- [REQUEST]:
Count the lines in the rows below that contain the word "rumpled". Reply with the number alone.

━━━━━━━━━━━━━━━━

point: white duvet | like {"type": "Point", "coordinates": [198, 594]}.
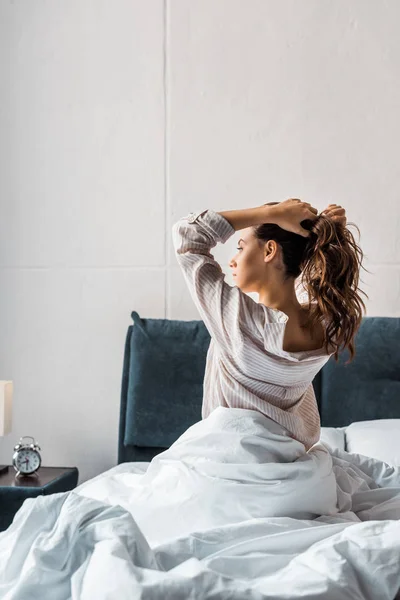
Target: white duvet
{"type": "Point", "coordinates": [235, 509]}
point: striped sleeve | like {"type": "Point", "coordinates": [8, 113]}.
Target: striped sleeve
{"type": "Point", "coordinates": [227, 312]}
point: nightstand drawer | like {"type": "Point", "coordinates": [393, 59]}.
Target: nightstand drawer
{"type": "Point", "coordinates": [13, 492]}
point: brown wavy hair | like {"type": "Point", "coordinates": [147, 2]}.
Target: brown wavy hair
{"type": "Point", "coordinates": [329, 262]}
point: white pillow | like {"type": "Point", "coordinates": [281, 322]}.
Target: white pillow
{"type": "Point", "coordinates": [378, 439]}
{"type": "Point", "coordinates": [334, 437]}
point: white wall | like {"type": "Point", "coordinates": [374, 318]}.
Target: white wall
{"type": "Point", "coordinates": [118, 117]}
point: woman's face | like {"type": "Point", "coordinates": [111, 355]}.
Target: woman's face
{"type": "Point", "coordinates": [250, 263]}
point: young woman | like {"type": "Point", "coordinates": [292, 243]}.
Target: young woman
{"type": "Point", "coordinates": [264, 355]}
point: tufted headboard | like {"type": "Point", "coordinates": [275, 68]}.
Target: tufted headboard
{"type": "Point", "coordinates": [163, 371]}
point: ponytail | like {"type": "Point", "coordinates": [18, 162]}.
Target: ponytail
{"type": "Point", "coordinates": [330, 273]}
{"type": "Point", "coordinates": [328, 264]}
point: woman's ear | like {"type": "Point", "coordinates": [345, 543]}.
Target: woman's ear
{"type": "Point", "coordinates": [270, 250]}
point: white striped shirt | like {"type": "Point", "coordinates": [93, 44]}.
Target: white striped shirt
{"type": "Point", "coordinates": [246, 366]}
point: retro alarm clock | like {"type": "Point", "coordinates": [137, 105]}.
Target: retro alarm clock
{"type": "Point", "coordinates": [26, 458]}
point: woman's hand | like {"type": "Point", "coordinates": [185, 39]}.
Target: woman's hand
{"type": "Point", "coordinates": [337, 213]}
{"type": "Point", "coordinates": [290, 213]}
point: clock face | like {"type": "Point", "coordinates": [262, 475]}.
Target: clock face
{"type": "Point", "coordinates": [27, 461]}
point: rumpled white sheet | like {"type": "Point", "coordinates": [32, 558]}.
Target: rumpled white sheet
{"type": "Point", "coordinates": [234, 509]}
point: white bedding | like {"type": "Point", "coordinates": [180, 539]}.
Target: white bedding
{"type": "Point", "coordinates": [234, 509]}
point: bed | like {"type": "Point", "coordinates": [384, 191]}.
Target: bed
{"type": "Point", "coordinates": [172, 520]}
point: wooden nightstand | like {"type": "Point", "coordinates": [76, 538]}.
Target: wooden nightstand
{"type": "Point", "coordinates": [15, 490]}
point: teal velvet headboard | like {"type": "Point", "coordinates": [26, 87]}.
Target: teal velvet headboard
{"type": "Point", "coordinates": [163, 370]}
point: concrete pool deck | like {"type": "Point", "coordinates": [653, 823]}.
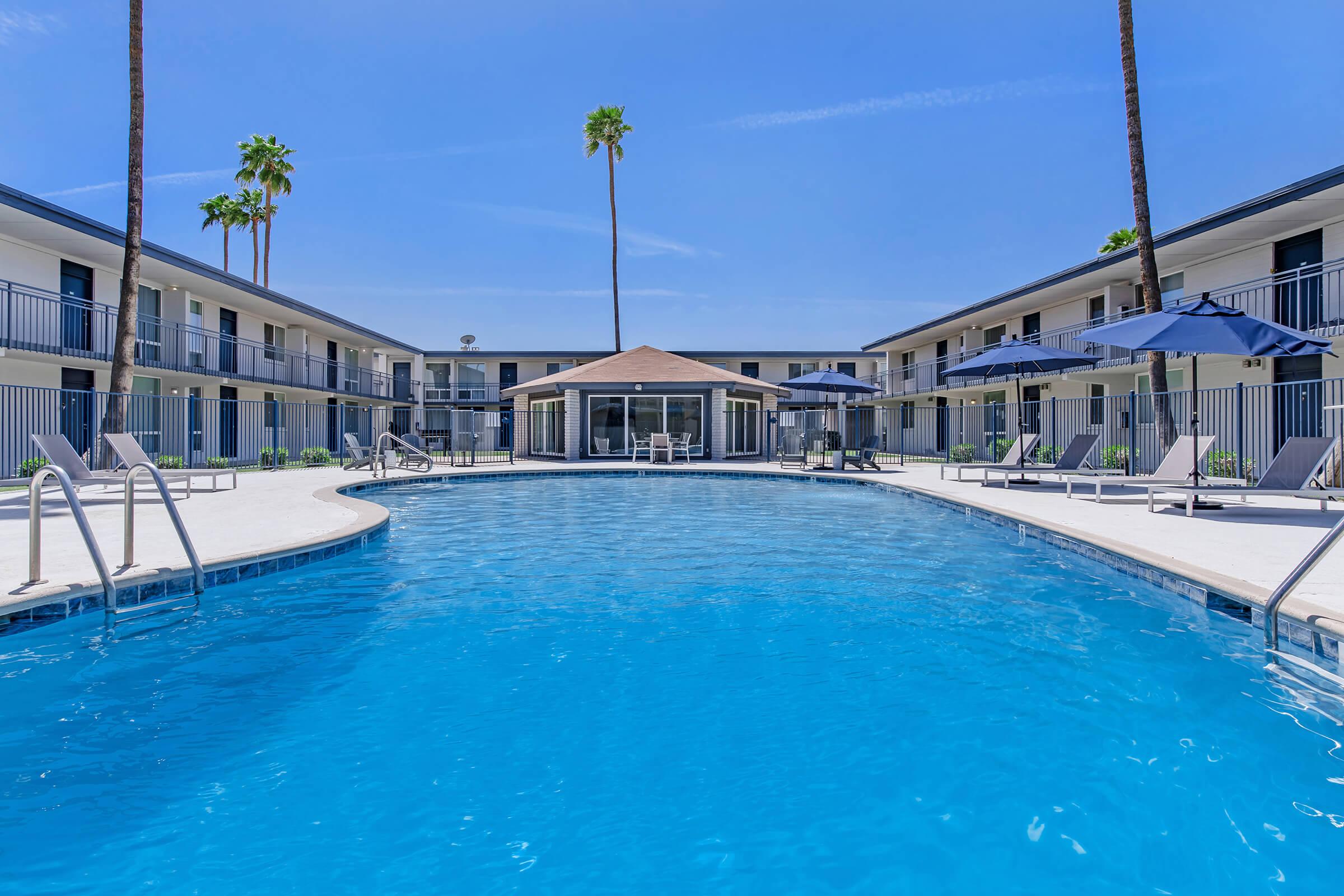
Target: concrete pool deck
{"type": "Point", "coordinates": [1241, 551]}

━━━━━━━━━━━━━━━━

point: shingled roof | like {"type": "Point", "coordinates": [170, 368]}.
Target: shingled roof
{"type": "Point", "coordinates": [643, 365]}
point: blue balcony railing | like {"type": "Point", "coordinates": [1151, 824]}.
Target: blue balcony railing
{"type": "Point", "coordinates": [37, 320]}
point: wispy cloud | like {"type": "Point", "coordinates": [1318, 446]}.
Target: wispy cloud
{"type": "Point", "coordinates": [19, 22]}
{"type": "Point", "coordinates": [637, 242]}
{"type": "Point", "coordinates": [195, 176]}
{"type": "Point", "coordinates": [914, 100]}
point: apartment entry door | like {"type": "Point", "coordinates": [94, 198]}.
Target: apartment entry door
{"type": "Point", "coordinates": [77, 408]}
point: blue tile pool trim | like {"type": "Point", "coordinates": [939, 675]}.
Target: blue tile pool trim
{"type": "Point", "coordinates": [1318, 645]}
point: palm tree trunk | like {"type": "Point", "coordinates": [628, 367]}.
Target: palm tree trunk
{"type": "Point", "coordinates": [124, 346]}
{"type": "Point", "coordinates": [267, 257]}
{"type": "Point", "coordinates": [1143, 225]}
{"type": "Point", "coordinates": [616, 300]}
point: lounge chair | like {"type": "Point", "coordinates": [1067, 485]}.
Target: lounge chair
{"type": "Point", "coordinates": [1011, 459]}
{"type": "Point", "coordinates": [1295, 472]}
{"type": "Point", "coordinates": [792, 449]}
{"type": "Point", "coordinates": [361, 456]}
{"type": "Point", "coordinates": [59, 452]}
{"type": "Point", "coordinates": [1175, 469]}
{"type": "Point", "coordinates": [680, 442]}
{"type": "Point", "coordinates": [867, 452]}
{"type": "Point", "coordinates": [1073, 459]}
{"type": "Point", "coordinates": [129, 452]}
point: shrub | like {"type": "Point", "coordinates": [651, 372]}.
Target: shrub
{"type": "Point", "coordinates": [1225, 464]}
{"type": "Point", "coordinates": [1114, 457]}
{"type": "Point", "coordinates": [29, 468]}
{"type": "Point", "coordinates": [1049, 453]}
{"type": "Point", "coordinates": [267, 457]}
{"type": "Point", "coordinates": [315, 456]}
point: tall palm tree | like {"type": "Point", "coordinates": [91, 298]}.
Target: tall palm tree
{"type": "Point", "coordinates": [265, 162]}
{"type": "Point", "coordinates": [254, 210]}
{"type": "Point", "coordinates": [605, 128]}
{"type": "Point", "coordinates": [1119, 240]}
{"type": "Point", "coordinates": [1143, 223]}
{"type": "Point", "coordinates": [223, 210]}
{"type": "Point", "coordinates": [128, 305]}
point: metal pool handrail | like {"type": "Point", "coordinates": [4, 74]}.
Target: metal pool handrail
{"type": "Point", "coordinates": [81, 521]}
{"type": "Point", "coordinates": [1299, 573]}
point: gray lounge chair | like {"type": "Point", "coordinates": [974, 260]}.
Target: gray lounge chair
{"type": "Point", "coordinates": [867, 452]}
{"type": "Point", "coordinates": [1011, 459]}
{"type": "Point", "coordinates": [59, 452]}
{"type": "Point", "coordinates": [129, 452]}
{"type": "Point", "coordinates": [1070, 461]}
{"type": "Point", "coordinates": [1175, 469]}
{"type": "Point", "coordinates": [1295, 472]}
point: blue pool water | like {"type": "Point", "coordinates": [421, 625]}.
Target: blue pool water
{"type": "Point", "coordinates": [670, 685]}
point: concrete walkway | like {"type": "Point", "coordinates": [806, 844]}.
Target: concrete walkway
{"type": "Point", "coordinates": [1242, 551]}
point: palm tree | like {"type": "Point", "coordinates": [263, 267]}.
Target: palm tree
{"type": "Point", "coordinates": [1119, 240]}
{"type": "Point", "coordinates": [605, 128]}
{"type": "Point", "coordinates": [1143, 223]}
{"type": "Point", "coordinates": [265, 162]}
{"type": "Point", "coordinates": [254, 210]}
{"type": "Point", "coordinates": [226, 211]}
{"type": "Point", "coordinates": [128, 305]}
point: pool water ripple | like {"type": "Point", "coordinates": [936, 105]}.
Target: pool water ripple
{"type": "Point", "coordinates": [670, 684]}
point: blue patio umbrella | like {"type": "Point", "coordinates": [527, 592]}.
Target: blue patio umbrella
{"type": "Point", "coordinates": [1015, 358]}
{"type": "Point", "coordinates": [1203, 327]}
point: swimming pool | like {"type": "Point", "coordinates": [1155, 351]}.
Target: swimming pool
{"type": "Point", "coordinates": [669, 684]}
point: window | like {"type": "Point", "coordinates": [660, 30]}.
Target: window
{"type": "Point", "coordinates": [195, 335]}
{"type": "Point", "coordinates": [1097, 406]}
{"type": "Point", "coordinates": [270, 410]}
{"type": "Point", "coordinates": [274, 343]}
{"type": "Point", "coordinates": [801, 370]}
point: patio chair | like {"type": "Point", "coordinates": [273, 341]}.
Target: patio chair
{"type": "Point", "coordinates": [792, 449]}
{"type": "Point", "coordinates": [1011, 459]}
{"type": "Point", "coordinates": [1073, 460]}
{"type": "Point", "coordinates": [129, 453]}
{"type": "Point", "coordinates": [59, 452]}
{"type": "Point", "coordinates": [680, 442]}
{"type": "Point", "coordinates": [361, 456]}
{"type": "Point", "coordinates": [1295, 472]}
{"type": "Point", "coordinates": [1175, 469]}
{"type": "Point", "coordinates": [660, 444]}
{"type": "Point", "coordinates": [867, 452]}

━━━━━━━━━━━━━━━━

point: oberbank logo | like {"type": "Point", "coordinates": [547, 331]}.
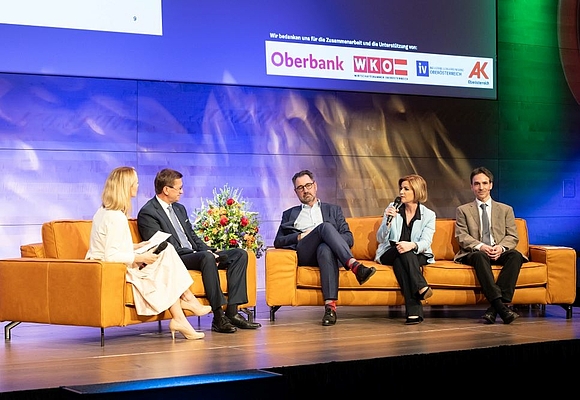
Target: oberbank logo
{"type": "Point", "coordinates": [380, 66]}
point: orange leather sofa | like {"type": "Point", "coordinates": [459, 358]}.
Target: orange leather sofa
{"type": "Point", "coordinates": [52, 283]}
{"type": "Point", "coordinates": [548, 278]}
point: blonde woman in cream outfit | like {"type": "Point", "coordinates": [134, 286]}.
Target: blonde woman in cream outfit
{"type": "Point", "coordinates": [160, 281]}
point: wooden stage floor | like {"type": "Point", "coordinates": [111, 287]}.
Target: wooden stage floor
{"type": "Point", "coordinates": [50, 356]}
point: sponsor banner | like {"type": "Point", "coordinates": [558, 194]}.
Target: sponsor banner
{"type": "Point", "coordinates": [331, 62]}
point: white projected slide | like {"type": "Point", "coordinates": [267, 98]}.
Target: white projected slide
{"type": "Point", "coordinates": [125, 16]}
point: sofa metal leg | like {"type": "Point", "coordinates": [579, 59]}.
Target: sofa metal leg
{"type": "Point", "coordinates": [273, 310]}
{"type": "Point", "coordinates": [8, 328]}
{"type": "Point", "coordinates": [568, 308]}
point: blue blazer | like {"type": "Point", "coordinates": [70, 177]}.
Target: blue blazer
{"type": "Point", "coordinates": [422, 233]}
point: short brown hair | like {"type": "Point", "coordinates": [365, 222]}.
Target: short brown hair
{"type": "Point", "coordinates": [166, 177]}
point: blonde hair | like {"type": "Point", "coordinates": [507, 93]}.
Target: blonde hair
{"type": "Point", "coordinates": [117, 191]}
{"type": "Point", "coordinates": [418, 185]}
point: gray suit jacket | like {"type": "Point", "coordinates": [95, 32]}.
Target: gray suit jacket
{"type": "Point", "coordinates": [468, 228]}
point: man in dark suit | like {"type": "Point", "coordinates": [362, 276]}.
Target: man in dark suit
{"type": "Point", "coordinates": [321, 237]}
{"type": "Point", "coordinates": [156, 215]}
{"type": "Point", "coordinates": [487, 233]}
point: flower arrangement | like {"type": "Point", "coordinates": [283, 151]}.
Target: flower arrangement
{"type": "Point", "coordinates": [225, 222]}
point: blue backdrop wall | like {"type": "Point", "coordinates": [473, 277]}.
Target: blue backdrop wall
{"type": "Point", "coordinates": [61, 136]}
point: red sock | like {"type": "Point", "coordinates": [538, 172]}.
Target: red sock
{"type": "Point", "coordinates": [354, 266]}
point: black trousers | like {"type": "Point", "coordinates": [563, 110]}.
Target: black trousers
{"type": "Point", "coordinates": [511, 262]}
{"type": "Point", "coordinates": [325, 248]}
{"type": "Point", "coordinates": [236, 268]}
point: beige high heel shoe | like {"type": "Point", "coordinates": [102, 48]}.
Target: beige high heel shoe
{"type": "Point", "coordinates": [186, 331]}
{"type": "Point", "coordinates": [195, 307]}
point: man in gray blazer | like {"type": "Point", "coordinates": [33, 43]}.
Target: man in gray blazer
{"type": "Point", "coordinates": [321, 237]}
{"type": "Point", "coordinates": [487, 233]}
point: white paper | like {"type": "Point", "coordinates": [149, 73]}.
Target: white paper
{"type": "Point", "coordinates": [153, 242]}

━━━━━━━━━━━━━━━━

- [TASK SOLUTION]:
2